## Written exercise
Write out the rows below verbatim, starting from the first row and going on through the line that contains "<point>193,165</point>". Include no other lines.

Location identification items:
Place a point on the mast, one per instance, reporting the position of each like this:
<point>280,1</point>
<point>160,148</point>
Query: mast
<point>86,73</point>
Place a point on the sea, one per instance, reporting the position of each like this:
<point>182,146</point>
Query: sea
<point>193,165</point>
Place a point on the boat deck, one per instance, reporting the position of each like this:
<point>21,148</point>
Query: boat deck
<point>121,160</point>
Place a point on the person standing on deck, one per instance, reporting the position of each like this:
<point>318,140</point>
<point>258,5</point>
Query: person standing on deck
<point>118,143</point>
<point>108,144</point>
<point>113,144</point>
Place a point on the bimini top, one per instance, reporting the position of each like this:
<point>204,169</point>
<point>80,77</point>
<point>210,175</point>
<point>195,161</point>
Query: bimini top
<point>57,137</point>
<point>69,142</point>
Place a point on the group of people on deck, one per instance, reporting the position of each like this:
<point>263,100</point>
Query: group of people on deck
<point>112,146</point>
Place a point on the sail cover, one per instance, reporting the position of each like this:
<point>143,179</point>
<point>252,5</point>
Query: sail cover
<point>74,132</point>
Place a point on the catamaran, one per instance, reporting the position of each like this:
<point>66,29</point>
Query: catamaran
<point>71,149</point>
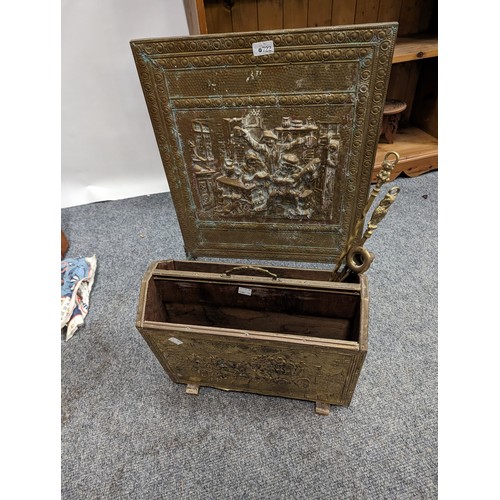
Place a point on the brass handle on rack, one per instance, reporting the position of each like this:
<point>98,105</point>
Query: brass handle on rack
<point>250,268</point>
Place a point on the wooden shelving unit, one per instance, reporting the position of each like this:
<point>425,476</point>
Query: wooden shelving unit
<point>414,71</point>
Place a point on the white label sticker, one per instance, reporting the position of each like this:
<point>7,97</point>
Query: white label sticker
<point>263,48</point>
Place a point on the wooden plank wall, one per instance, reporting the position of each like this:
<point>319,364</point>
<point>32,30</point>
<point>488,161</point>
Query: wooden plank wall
<point>414,16</point>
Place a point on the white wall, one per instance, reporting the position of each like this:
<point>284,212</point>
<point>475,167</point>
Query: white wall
<point>108,146</point>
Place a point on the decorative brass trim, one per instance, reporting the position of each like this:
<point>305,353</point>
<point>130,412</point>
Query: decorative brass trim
<point>319,98</point>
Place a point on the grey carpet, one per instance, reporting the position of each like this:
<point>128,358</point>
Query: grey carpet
<point>128,432</point>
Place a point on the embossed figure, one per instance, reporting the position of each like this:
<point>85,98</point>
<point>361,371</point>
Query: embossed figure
<point>269,146</point>
<point>331,148</point>
<point>256,177</point>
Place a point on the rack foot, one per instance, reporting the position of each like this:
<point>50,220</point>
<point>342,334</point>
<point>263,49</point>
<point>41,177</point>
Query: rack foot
<point>193,389</point>
<point>322,408</point>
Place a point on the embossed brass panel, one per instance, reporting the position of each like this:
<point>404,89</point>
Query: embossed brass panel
<point>270,156</point>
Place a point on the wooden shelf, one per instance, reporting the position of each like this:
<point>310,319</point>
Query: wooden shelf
<point>418,153</point>
<point>414,48</point>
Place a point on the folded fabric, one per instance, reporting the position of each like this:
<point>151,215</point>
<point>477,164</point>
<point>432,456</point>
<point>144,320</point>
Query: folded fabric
<point>77,278</point>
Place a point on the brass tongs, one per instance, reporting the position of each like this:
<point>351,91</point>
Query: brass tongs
<point>355,258</point>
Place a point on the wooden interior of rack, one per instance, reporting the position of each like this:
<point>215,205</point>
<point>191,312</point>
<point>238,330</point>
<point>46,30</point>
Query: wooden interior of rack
<point>414,71</point>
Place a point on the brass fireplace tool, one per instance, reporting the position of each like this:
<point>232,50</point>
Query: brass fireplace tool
<point>356,258</point>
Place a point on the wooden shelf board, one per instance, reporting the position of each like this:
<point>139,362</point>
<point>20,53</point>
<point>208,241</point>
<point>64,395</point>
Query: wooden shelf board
<point>418,153</point>
<point>414,48</point>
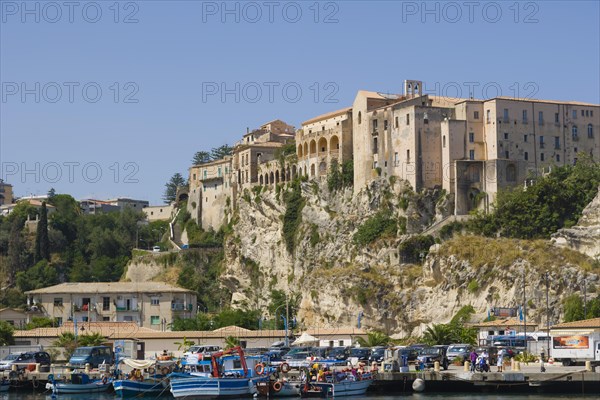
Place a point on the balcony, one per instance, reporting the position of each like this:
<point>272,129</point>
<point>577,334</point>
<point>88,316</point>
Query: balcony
<point>180,307</point>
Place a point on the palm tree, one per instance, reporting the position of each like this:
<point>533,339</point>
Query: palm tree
<point>438,334</point>
<point>374,338</point>
<point>231,341</point>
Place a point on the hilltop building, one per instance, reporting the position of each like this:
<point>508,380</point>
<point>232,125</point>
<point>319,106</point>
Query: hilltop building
<point>471,148</point>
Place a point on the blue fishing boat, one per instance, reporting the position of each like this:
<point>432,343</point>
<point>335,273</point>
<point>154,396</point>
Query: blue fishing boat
<point>216,381</point>
<point>77,383</point>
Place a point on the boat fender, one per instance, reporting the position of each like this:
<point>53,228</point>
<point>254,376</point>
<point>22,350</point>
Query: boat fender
<point>419,385</point>
<point>259,368</point>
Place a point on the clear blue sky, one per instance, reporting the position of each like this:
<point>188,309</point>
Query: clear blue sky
<point>178,54</point>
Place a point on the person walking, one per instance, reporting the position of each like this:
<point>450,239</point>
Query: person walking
<point>500,361</point>
<point>473,358</point>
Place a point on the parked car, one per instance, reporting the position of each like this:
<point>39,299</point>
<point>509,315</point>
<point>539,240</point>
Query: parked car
<point>459,351</point>
<point>377,355</point>
<point>339,353</point>
<point>361,353</point>
<point>6,363</point>
<point>492,353</point>
<point>429,355</point>
<point>93,355</point>
<point>30,357</point>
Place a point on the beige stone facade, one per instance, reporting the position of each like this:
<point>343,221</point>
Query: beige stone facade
<point>6,195</point>
<point>323,140</point>
<point>150,304</point>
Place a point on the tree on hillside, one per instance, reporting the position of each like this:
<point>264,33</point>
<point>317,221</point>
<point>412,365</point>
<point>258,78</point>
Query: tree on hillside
<point>201,157</point>
<point>221,151</point>
<point>42,243</point>
<point>6,333</point>
<point>171,188</point>
<point>16,248</point>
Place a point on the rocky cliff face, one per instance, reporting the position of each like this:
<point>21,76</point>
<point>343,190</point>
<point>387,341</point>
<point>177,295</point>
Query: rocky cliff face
<point>585,236</point>
<point>336,278</point>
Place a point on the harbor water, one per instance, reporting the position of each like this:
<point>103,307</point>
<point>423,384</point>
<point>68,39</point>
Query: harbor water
<point>415,396</point>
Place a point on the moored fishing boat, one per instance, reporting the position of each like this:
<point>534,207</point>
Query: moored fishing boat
<point>138,384</point>
<point>77,383</point>
<point>219,382</point>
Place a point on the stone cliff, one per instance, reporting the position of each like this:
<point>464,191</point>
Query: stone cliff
<point>337,278</point>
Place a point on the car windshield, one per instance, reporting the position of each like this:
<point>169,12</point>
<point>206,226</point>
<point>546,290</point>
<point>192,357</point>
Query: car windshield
<point>359,352</point>
<point>430,350</point>
<point>11,357</point>
<point>82,352</point>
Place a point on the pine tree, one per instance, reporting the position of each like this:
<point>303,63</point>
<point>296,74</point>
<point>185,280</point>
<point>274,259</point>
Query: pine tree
<point>42,244</point>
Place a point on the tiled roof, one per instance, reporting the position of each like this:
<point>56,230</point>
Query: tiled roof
<point>327,115</point>
<point>109,287</point>
<point>510,322</point>
<point>586,323</point>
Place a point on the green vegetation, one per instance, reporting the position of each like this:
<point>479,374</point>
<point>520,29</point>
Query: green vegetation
<point>293,215</point>
<point>380,225</point>
<point>502,252</point>
<point>553,202</point>
<point>339,178</point>
<point>415,249</point>
<point>374,338</point>
<point>6,334</point>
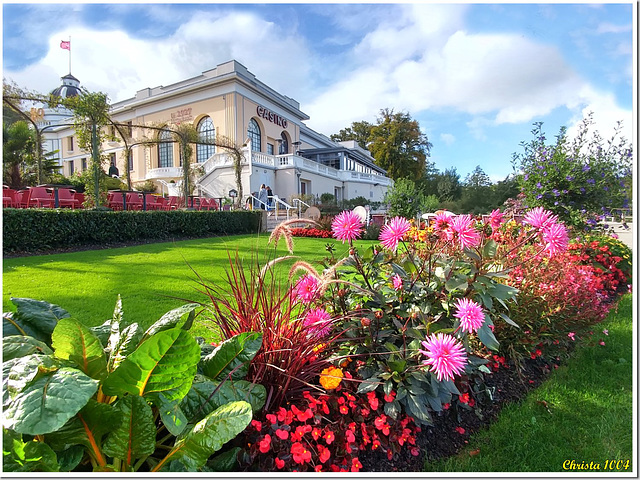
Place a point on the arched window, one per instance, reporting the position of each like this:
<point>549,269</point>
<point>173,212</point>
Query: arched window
<point>165,150</point>
<point>253,132</point>
<point>284,145</point>
<point>207,133</point>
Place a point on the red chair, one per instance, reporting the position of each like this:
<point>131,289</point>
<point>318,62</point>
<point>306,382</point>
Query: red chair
<point>80,197</point>
<point>152,202</point>
<point>66,198</point>
<point>134,201</point>
<point>115,201</point>
<point>40,197</point>
<point>8,197</point>
<point>22,198</point>
<point>174,202</point>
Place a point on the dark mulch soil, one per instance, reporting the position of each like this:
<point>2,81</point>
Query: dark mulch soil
<point>441,440</point>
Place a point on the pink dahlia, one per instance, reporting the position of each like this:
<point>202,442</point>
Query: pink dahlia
<point>556,238</point>
<point>318,321</point>
<point>540,218</point>
<point>346,226</point>
<point>496,218</point>
<point>468,236</point>
<point>392,232</point>
<point>396,280</point>
<point>470,314</point>
<point>441,220</point>
<point>306,289</point>
<point>446,356</point>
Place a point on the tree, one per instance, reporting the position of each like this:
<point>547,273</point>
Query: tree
<point>18,157</point>
<point>358,131</point>
<point>448,185</point>
<point>398,145</point>
<point>580,180</point>
<point>405,199</point>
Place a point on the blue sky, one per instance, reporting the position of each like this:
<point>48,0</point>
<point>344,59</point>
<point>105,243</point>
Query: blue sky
<point>475,76</point>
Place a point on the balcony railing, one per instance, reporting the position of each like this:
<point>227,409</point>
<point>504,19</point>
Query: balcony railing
<point>164,172</point>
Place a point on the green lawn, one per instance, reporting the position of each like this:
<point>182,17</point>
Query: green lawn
<point>87,284</point>
<point>589,416</point>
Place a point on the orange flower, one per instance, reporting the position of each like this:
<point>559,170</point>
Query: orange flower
<point>331,377</point>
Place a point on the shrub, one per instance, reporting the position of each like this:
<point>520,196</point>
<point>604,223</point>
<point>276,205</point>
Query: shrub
<point>39,229</point>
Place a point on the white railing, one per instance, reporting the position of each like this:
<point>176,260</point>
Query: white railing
<point>164,172</point>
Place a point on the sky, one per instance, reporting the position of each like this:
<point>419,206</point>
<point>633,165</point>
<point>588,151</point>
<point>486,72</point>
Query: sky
<point>475,76</point>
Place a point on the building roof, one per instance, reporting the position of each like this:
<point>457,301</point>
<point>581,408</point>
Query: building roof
<point>70,87</point>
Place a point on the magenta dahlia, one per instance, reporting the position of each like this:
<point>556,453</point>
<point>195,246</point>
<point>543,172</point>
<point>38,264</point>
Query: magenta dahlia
<point>346,226</point>
<point>445,356</point>
<point>393,232</point>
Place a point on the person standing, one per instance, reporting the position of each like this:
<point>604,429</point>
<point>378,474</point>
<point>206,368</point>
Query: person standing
<point>269,197</point>
<point>262,196</point>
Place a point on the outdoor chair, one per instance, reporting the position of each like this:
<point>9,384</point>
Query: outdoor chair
<point>115,201</point>
<point>153,202</point>
<point>134,201</point>
<point>66,198</point>
<point>8,197</point>
<point>40,197</point>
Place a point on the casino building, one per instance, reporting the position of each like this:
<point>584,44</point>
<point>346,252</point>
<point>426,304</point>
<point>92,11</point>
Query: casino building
<point>228,102</point>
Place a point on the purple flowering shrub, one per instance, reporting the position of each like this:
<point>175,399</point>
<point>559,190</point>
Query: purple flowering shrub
<point>580,181</point>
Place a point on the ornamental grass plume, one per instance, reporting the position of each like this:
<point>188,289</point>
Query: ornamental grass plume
<point>445,355</point>
<point>467,235</point>
<point>393,232</point>
<point>346,226</point>
<point>470,315</point>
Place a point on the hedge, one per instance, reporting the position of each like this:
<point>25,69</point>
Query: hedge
<point>29,230</point>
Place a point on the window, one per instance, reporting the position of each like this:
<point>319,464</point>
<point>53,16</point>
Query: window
<point>253,132</point>
<point>207,133</point>
<point>284,144</point>
<point>165,150</point>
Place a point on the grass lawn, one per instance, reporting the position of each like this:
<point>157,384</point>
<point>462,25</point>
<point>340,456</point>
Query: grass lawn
<point>87,284</point>
<point>589,416</point>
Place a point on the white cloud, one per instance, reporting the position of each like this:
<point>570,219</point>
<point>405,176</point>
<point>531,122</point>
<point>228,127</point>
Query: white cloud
<point>447,138</point>
<point>119,64</point>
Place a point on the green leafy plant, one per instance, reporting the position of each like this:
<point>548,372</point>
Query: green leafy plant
<point>118,398</point>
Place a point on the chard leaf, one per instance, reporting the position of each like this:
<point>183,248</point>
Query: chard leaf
<point>18,456</point>
<point>37,316</point>
<point>209,435</point>
<point>73,341</point>
<point>232,355</point>
<point>122,344</point>
<point>15,346</point>
<point>87,428</point>
<point>172,415</point>
<point>136,435</point>
<point>166,363</point>
<point>201,401</point>
<point>49,402</point>
<point>169,320</point>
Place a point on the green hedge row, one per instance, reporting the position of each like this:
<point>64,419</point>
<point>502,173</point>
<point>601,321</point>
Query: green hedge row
<point>28,230</point>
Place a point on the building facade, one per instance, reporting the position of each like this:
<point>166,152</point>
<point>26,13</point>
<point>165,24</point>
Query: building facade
<point>229,103</point>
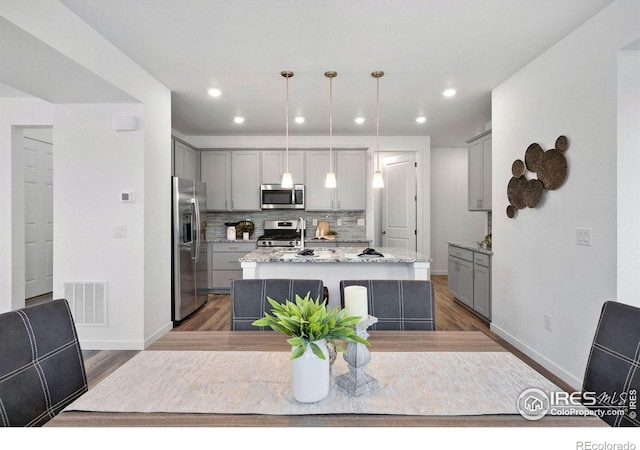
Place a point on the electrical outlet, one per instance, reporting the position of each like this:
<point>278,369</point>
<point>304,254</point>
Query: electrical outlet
<point>547,322</point>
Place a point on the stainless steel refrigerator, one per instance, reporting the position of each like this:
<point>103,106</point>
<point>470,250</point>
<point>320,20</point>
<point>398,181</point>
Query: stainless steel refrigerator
<point>188,249</point>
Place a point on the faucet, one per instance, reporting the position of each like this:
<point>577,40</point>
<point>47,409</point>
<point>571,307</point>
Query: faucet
<point>300,227</point>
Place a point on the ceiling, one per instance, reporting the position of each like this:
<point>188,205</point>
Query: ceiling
<point>423,46</point>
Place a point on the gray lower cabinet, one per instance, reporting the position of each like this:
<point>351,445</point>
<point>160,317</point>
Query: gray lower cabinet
<point>469,275</point>
<point>224,264</point>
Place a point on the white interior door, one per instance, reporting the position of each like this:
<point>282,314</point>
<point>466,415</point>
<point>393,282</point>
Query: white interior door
<point>38,191</point>
<point>399,202</point>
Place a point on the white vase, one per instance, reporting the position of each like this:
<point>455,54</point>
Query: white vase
<point>310,375</point>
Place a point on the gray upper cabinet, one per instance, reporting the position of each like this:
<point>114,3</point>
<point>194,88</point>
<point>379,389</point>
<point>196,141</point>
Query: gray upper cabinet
<point>233,179</point>
<point>274,165</point>
<point>215,170</point>
<point>350,174</point>
<point>350,170</point>
<point>245,180</point>
<point>318,197</point>
<point>480,172</point>
<point>184,160</point>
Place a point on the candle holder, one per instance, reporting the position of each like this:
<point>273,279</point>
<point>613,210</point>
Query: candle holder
<point>357,356</point>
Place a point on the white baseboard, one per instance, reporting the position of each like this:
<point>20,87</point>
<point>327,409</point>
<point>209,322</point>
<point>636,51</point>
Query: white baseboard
<point>158,334</point>
<point>575,383</point>
<point>86,344</point>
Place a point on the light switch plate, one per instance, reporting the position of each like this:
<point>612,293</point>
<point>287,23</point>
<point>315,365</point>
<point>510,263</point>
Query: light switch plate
<point>126,197</point>
<point>583,236</point>
<point>120,231</point>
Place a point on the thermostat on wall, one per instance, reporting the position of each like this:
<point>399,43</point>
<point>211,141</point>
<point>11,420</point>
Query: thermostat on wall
<point>126,197</point>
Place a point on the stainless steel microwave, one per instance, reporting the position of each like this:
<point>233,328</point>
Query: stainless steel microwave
<point>274,196</point>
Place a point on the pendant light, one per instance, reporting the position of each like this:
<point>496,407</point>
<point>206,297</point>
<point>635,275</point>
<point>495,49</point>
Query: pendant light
<point>378,182</point>
<point>287,179</point>
<point>330,180</point>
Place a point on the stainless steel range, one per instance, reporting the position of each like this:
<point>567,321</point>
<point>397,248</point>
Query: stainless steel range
<point>281,233</point>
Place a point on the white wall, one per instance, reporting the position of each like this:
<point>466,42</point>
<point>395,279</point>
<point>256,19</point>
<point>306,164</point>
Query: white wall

## Written solution
Place a point on the mast, one per instance, reporting the position of each like this:
<point>280,1</point>
<point>160,148</point>
Query: mast
<point>86,73</point>
Place a point on the sea, one per instance, reporting the position of each like this:
<point>182,146</point>
Query: sea
<point>193,165</point>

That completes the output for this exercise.